[GIVEN EXERCISE]
Can you arrange every line of the material below as a numbered list, skipping blank lines? Leave the pictures out of the answer.

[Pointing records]
------------------------------------

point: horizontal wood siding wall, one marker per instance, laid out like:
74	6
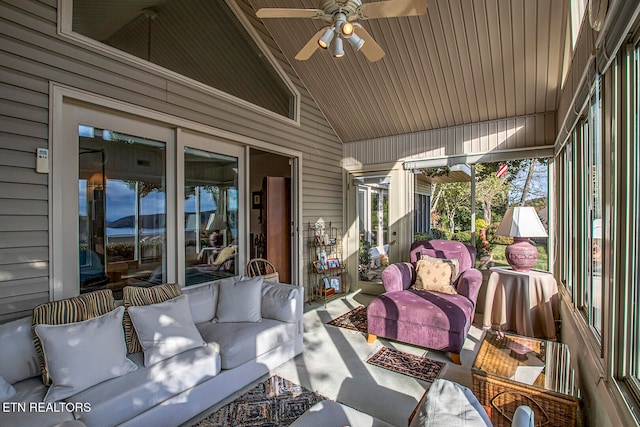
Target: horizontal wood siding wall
32	55
510	134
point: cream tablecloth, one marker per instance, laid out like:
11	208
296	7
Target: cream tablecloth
526	303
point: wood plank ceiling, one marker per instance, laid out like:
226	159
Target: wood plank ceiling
465	61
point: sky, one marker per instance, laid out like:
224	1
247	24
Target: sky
121	201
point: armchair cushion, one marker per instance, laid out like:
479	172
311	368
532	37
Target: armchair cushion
424	309
455	264
465	254
434	276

------------------------------------

[TASK RESULT]
1. point: horizontal wood siding wall, one marker per instance, laid out like:
2. 74	6
3. Target: horizontal wood siding wall
4. 32	55
5. 510	134
6. point: cream tablecloth, one marker per instance, laid out like:
7. 11	208
8. 296	7
9. Target: cream tablecloth
10. 526	303
11. point: wood plank ceiling, one marker per instance, laid out like:
12. 226	159
13. Target: wood plank ceiling
14. 465	61
15. point: sky, one marker per instance, laid out like:
16. 224	1
17. 247	24
18. Target: sky
19. 121	201
20. point: armchair cushion, one marker per instance, laid out like:
21. 479	172
22. 311	368
23. 532	37
24. Target: armchair cushion
25. 424	309
26. 455	264
27. 465	254
28. 434	276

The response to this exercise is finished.